* _What you should do_:
Each record below should be set down exactly.

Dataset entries
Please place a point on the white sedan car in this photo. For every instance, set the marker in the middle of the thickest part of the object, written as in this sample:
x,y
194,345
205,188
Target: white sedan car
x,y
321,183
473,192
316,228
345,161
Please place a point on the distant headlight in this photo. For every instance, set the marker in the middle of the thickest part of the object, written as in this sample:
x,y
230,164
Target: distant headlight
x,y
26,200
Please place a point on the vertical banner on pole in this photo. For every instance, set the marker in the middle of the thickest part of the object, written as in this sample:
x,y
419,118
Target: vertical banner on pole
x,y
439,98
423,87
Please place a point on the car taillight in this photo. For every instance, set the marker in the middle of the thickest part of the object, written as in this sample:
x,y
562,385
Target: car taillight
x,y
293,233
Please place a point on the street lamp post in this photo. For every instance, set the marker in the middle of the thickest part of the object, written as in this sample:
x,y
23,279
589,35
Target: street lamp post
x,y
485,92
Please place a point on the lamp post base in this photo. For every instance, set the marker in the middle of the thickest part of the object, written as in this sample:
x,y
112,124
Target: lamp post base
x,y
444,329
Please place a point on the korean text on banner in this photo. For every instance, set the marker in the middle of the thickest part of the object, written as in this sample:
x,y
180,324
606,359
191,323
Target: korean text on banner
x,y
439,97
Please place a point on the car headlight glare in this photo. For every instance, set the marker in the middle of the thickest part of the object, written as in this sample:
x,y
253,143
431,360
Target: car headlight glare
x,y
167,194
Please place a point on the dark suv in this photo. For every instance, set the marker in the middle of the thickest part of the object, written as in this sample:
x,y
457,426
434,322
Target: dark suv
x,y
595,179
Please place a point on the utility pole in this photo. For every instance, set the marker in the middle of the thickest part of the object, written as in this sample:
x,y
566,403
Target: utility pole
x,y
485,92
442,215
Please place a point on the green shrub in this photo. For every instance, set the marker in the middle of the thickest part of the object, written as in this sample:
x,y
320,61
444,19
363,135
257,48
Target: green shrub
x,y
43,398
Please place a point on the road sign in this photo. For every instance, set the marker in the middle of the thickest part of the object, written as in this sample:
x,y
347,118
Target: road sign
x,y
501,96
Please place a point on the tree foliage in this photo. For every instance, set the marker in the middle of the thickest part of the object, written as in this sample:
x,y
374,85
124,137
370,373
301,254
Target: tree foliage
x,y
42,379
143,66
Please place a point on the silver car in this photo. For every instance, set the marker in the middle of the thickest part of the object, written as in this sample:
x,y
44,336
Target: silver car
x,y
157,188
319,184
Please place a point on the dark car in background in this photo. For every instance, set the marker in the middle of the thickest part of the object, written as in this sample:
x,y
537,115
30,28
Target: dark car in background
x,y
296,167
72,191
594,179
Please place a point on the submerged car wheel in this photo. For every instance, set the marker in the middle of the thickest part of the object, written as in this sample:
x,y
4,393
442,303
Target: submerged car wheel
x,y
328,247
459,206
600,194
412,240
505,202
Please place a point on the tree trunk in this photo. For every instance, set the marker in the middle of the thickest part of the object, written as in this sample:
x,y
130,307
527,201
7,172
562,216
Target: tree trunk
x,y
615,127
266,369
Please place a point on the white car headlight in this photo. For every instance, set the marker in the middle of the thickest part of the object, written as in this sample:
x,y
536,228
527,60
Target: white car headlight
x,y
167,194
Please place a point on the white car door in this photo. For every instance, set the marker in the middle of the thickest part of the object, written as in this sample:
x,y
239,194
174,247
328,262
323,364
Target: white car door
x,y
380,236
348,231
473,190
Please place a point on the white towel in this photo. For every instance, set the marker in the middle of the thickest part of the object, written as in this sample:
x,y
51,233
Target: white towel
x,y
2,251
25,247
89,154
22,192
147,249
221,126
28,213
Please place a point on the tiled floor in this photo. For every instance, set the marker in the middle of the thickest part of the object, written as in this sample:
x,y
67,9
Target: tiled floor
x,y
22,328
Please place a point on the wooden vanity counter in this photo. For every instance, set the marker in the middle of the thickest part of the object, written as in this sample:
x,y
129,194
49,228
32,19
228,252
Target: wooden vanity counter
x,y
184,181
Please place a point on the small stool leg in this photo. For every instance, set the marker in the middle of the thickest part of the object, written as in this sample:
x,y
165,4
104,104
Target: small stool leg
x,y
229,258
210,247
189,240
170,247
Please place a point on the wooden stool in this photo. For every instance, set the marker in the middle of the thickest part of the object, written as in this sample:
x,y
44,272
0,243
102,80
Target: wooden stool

* _Problem solution_:
Please place a point on the white sedan car in this photo. For every instance, set the marker in the middle of the thickest part of the object, written as in this sample:
x,y
194,345
205,188
Target: white sedan car
x,y
321,183
473,192
316,228
345,161
Please place a point on the distant headlight in this photo. For every instance, set the marker in the middle of the thickest part of the object, written as in this sample:
x,y
230,164
Target: distant headlight
x,y
26,200
Please place a point on the vertical banner on pole in this photo. For every instance, set the marker in the middle of the thickest part of the object, written as in this sample:
x,y
419,118
Target: vertical banner on pole
x,y
439,98
423,87
Please place a point on the car taillight in this photo. For every instance, set the marker in the middle of the thickest part of the object, written as in this sample:
x,y
562,385
Target: car taillight
x,y
293,233
Please place a point on the street lamp post in this photo. For every instance, set the marker in the middle of the thickest part of the object, written as in this sample:
x,y
23,279
589,35
Target: street lamp post
x,y
485,92
Please place a point on the lamp post base in this photo. For every instance, set the marker in the middle of the thickest part of the object, written as in this sample:
x,y
112,124
Target: lamp post base
x,y
444,329
Please place a point on the korean text on banner in this photo. For every instance, set the marker in the middle of the thickest part of the object, written as in this sample:
x,y
180,324
606,359
191,323
Target: korean text on banner
x,y
439,97
Please place a point on the car headlight glare in this photo. For every instance, set the marker in the middle of the thickest part of the object, written as in this sample:
x,y
253,143
431,360
Target: car headlight glare
x,y
167,194
Please place a point on the dark suv in this photo. For every instance, set the marker in the middle of the thickest part of the object, written as in this sample:
x,y
457,426
434,322
Target: dark suv
x,y
595,179
Please place a point on the utility pole in this photo. For every instance, set the marker in the middle of the thickest part of the object, written as in this sample:
x,y
566,403
Target: utility pole
x,y
485,92
442,215
Please place a point on the green shrub in this photo. For every instance, set the marker in the middle of the thickest part of the object, written as in this sample:
x,y
320,61
444,19
363,135
257,48
Target: green shrub
x,y
43,398
Please place a point on the road sign in this photo. For every instance, set the marker in the middle of the thickest part of the object, written as in this sample:
x,y
347,118
Target: road sign
x,y
501,96
Please place a point on the tree foliage in this photo. For every instance, set the marker in the middle of the thickest part of the object, written as in this sample:
x,y
374,85
124,137
370,373
301,254
Target: tree foliage
x,y
42,379
143,66
Please place a point on the silver car in this photo. For every instance, set the marker in the middle of the thickest part of the object, written as in this sample:
x,y
44,336
Target: silver car
x,y
157,188
319,184
Please place a point on the dark car in background in this photo. For every instance, set the marker in the middle of the thickest part of the object, written as in this sample:
x,y
537,115
30,28
Target: dark car in background
x,y
296,167
72,191
594,179
Please place a point on the submerged car wheel in this photo. For every instance, set the marker in the middle of the thickest part of the object, written as in this sample:
x,y
4,393
442,303
Target: submerged car wheel
x,y
328,247
459,206
600,194
412,240
505,202
Please place a point on the tree trunk in this photo. For every instance, set the marker in the middle of the thickest part of the object, written as in this sample:
x,y
130,307
527,201
7,172
562,216
Target: tree trunk
x,y
615,127
266,369
Please place a point on the white car headlight in this photo. For every instance, set the marker in the middle of the thickest part of the object, written as in this sample:
x,y
536,228
527,60
Target: white car headlight
x,y
167,194
Please place a point on the white car door in this photo. For every instance, set the marker in the middle of the thickest part of the object, written as in this sample:
x,y
239,194
174,247
328,262
323,364
Target: white car door
x,y
380,236
348,231
473,190
Please place a point on the white towel in this photo. For every instance, set the marker in the middle of the thickest part of the object, written as in this sample:
x,y
51,233
Target: white towel
x,y
2,251
25,247
89,154
22,192
147,249
221,126
28,213
Please place a point on the tiled floor in this photo. For every instance, set the marker in the middle of the thickest part of the object, written as in this sample:
x,y
67,9
Target: tiled floor
x,y
22,328
Please place a point on the wooden vanity counter in this photo. For every instance, set the marker in the middle of the thickest part of the object, written as in this sample:
x,y
129,194
49,228
32,19
228,252
Target: wooden vanity counter
x,y
184,181
Please place a point on the small stool leg in this photo. For every instance, set the marker in the middle of the thickest part of the object, written as in this sample:
x,y
165,4
104,104
Target: small stool leg
x,y
229,258
210,247
189,240
170,247
Please place a point on the wooden stool in this photo. For every instance, set the marker in the middle of the thickest part of the object, written as in this sample:
x,y
44,272
0,243
102,80
Target: wooden stool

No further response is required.